> [EXCERPTED DATA]:
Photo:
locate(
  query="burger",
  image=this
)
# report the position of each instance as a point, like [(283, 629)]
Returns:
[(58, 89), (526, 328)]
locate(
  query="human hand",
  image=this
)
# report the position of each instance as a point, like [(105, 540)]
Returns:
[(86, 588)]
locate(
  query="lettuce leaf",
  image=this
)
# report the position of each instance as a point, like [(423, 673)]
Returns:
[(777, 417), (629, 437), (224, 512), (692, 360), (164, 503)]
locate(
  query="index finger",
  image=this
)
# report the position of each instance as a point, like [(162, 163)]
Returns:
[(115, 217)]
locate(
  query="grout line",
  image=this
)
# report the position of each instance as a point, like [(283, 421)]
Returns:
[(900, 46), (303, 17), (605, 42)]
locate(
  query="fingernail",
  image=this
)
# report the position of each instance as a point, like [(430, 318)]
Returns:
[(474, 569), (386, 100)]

---

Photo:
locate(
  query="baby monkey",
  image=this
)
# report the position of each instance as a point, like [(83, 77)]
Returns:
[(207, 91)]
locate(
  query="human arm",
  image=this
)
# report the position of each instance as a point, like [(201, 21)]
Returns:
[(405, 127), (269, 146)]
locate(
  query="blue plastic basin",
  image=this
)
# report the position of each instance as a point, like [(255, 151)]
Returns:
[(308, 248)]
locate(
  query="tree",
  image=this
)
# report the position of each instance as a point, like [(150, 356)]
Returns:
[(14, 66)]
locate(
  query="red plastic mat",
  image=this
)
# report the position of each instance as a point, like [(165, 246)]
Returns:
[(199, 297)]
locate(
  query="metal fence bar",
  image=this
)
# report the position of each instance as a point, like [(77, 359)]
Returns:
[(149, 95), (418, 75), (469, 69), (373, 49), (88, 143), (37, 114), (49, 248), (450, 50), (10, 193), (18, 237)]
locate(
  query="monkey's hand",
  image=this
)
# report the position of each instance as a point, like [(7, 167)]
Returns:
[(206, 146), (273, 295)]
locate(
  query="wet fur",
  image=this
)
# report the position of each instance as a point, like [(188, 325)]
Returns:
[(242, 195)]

> [YOUR GOAL]: Return every line of the listing above that contains "monkey".

> [RESULT OF THE EXERCISE]:
  query="baby monkey",
  query="monkey's hand",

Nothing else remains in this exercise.